## Stated problem
Transcribe the records that follow exactly. Skip the pictures.

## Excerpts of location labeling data
Start
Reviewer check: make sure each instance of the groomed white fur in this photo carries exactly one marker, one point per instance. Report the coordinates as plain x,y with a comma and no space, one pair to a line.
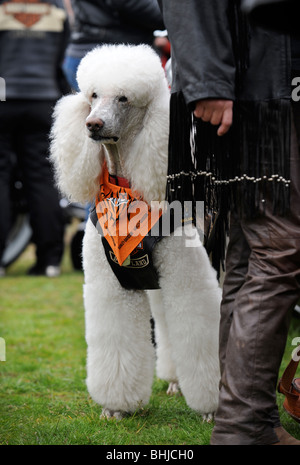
120,361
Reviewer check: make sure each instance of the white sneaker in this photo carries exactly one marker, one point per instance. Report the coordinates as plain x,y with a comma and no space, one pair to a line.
52,271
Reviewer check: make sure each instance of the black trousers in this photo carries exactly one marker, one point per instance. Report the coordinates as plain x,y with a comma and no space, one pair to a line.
262,285
24,139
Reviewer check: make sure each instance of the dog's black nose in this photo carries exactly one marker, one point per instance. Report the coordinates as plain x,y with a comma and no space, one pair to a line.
94,125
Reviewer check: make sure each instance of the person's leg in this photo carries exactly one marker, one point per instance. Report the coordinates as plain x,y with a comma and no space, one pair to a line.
7,158
255,323
43,199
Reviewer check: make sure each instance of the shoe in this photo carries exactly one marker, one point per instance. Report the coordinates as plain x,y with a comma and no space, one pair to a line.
284,438
51,271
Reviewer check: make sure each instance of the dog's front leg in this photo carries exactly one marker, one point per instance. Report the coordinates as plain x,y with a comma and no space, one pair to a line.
120,360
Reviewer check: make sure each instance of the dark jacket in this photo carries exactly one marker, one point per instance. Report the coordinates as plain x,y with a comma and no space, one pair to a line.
213,49
277,14
218,53
115,21
33,38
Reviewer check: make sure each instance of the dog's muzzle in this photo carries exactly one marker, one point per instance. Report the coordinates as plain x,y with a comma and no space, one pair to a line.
95,128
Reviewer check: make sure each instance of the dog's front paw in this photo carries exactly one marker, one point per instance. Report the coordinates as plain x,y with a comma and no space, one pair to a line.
108,413
173,388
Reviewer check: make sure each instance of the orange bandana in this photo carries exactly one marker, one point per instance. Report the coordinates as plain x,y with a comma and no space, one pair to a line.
123,218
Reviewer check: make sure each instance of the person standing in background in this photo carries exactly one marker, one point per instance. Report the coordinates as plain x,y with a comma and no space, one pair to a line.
97,22
33,38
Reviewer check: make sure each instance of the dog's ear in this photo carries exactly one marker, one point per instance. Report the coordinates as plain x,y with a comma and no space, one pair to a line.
76,158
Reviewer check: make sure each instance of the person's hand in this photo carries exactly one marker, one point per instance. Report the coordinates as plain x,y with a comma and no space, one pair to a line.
216,112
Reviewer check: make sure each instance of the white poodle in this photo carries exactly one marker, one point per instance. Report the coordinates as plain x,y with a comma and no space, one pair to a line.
115,131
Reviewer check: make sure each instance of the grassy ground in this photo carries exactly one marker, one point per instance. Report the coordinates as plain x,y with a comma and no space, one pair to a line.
43,397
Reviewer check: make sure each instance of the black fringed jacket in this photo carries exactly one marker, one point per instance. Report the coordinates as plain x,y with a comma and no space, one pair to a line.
217,53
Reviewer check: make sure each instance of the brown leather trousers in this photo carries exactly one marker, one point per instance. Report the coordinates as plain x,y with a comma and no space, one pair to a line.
261,286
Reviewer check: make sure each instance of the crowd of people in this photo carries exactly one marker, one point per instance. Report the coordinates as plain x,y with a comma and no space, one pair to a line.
232,70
End
## Response
Reviewer check: make sure each instance of the groomed white fur in this photo carries exactly one marker, one point per instance. Report the coordinates as plain x,y with a comma and no space, one pair to a line.
120,361
Reviewer check: make sure each instance of the white sneaker in this photo carries exactly one marker, one point per instance. Report the coordinates as plain x,y with a comma and no space, one pair to a line.
52,271
Reviewer check: make sure each instance of the black trousers in this photo carries exactly one marker, one point per instance. Report the coordinates as plain x,y with a comma and no space, one pair to a line.
262,285
24,139
Reviewer check: make sure each instance of the dog's black nose in this photo carries exactly one marker, one point per instance. Report the coordinates as plain x,y with a comma and no space, one pair to a line.
94,125
Reviewer check: make sure each instance of the person's leg in this photo carries exactly one marker, one point per instance. Report the coordinates as plain x,y with a comma and no space, one pair to a line.
7,158
255,323
43,199
Reviewer check: make sure each instance of the shoe in this photo carries exactly one marker, one point per instance. Report the coordinates as plain x,y with a comma and no space, one pair to a line.
284,438
51,271
Reviewer check: make sure each instance of the dog's front leg in this photo carries exactly one marker, one point per instance. Report the coordinates as plain x,y with a comma and no space, one pair to a line.
120,360
Reviewer check: make sure each instance of the dark jacket in this photo carries exactly one marker, one point per instance. Report the coordinates as plain x,y with a comma and no space, one pair to a line.
213,49
277,14
218,53
115,21
33,38
Reviewer check: make sure each instance of the dog's muzzle in this photo carries exactly one marker, one point per instance. Report the coordinates as plain x,y with a comma and no space, one pair to a line.
95,128
Reviewer check: make sure each instance of the dog's front paw in this photo carries exactly one marker, one point per instance. Report the coordinates as plain x,y with a comma and no space, one pair to a line.
108,413
173,388
Reviewer check: make sure each instance of the orange bandana in this photo carries exactly one marker, one point per instance. Report the coordinates as plain x,y with a comma and no space, one pair to a line.
123,218
Reviewer check: make sure each instance of the person standing in background in this photo carries exactly one marker, one point per instance. Report the coordinates as plain x,y with a comma and no space, one pair to a line.
97,22
33,38
Reviewer check: make sure each instance of the dog's ear in this photo carries exactly one marker, one point per instance. Report the coordinates as plain x,y with a comma and no space, one pair to a line.
76,158
Reviewer check: make sure each instance of the person's hand in this photo carries exactly one marker, one point per instance. Report the coordinates as plain x,y with a comma and no space, one pair to a line.
216,112
Reviewer check: make sure each instance of the white poodle in this photo carries exactly one marker, one point per instance. Report the coordinates as plain x,y with a comma and no space, one pair to a line.
115,131
Reviewer check: make sure each instance of the grassy ground in this photo carries exactly one marker, one point per instance. Report the coordinates as plain x,y with a comma and no space, one pair to a line.
43,397
Reviewer check: make sure each instance of the black fringed jacket in this photo carries exactly one marker, one point per instance. Report the coordinates as plain x,y with a comma and no space, one pair to a line.
217,53
Reviewer check: make sure each instance of the brown leather trousers in this photo carries exactly one marker, one point per instance. Report the coordinates as plain x,y with a comma and no space, one pair to a line.
261,286
Reviewer check: make sure each instance of the crowd of people in this photo carries exactly one marker, one point per instance. Report the coordinates as plain x,y with a comma and no space, one pair to a line.
232,70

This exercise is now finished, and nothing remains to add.